Region annotation entries
#####
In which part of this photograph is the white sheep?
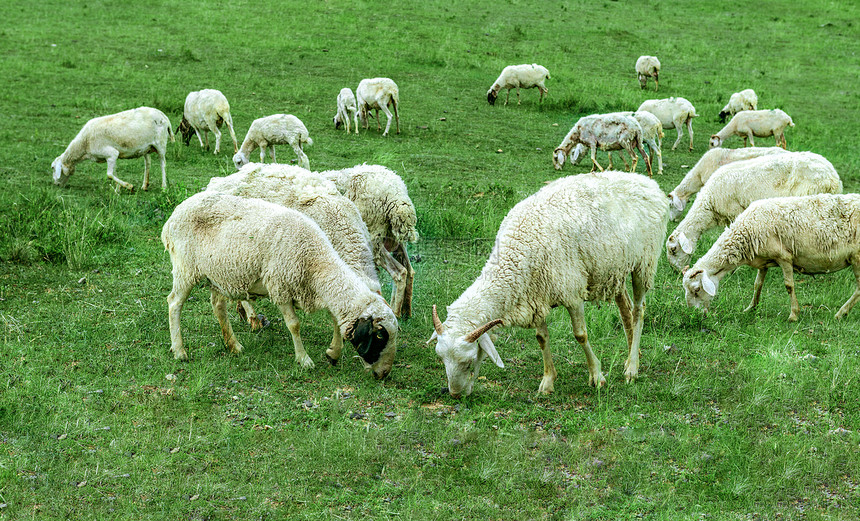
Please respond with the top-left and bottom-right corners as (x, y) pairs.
(668, 147), (785, 221)
(51, 107), (176, 190)
(666, 152), (842, 271)
(636, 98), (699, 150)
(179, 89), (239, 154)
(720, 89), (758, 122)
(233, 114), (314, 170)
(206, 163), (381, 334)
(636, 56), (660, 92)
(683, 194), (860, 322)
(711, 109), (794, 148)
(571, 112), (663, 174)
(487, 63), (550, 105)
(428, 172), (668, 398)
(333, 87), (358, 134)
(355, 78), (400, 136)
(552, 113), (651, 176)
(161, 192), (398, 378)
(320, 164), (418, 318)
#####
Arrange the data above as a numbered list, running from its first line through the line containing "(206, 163), (381, 334)" and including that line. Skip blank lines and leave the pictures out.

RESPONSE TO THIS EXERCISE
1. In which part of this photograph is the white sheep?
2. Please respond with the top-left and bottom-right corners as (x, y) pairs.
3. (668, 147), (785, 221)
4. (51, 107), (176, 190)
5. (666, 152), (842, 271)
6. (636, 98), (699, 150)
7. (179, 89), (239, 154)
8. (720, 89), (758, 122)
9. (233, 114), (314, 170)
10. (206, 163), (381, 334)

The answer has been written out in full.